• _EXTRACTED MATERIAL_

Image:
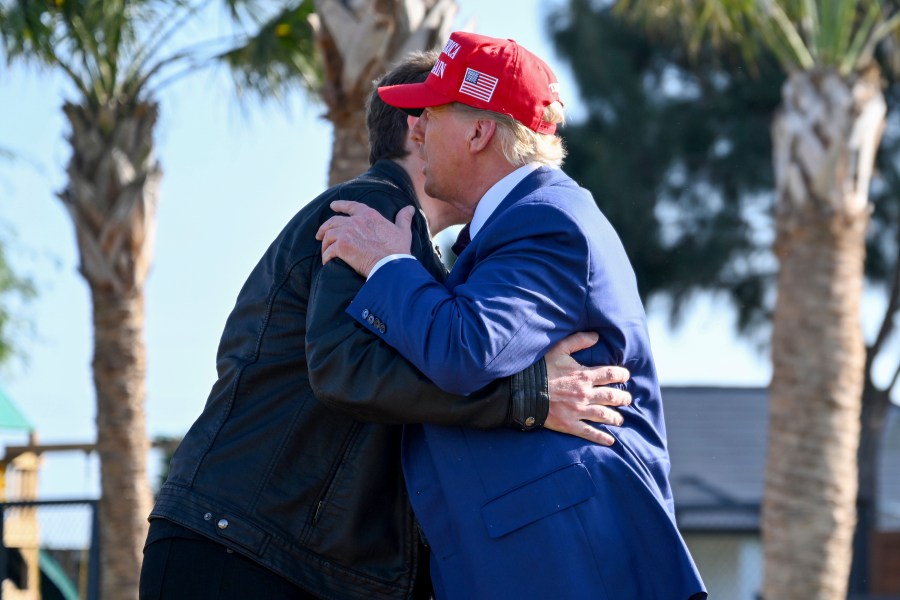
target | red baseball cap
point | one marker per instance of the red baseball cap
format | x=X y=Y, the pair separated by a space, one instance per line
x=486 y=73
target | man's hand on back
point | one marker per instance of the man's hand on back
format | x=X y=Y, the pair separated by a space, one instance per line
x=578 y=396
x=364 y=237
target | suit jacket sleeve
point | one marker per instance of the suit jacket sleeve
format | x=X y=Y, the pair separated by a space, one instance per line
x=354 y=371
x=526 y=290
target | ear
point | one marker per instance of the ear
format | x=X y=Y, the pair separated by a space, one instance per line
x=480 y=134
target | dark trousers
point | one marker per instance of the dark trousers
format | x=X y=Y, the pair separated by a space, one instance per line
x=180 y=564
x=200 y=569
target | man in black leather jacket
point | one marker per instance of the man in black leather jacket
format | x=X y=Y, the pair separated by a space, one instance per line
x=289 y=483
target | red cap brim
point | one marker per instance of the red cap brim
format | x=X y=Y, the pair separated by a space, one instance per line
x=412 y=96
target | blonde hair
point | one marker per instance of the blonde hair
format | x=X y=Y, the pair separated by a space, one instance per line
x=519 y=144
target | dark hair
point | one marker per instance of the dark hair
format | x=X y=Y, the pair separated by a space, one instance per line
x=386 y=124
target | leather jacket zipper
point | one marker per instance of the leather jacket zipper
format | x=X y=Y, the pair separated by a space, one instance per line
x=336 y=468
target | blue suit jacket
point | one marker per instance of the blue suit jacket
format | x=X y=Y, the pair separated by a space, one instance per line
x=537 y=515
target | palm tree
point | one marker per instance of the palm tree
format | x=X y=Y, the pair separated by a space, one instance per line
x=825 y=136
x=117 y=55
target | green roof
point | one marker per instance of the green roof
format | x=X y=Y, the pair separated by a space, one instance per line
x=10 y=416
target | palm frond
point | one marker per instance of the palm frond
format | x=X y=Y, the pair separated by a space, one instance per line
x=279 y=56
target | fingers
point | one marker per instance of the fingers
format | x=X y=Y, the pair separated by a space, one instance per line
x=327 y=226
x=607 y=375
x=348 y=207
x=404 y=218
x=607 y=396
x=577 y=341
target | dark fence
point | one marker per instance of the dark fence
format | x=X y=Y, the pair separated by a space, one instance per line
x=51 y=546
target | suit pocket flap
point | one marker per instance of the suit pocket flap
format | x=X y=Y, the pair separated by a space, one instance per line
x=541 y=498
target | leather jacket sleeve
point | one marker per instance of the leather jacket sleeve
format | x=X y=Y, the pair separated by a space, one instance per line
x=354 y=371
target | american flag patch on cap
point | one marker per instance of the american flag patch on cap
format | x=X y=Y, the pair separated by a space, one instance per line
x=478 y=85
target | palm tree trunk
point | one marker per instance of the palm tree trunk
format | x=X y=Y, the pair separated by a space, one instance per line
x=825 y=139
x=119 y=367
x=111 y=197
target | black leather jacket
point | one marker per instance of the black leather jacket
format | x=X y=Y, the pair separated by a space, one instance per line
x=295 y=460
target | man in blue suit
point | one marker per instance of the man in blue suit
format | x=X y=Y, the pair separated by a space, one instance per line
x=558 y=517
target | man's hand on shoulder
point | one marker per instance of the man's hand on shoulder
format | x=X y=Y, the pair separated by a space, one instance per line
x=364 y=237
x=578 y=394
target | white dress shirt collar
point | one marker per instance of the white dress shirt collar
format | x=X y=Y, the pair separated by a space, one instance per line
x=496 y=194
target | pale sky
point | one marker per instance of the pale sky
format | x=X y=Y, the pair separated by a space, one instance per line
x=231 y=179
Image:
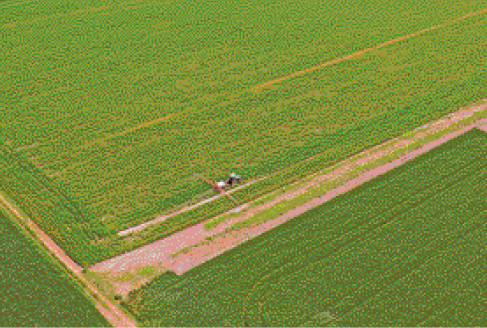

• _WHAT IS NEEDED_
Can you repeat, word for word, every line above from the one containing "point | one marker per instance of the blonde" down to the one containing "point | one marker per instance of the leather jacket zipper", including both?

• _FINISHED TASK_
point | one marker per instance of the blonde hair
format | x=X y=Y, the pair separated by a space, one instance per line
x=519 y=144
target | dark hair
point | one marker per instance of the dark hair
format | x=X y=Y, the pair separated by a space, one instance per line
x=386 y=124
target | leather jacket zipper
point | one marker per instance of the leather jacket zipper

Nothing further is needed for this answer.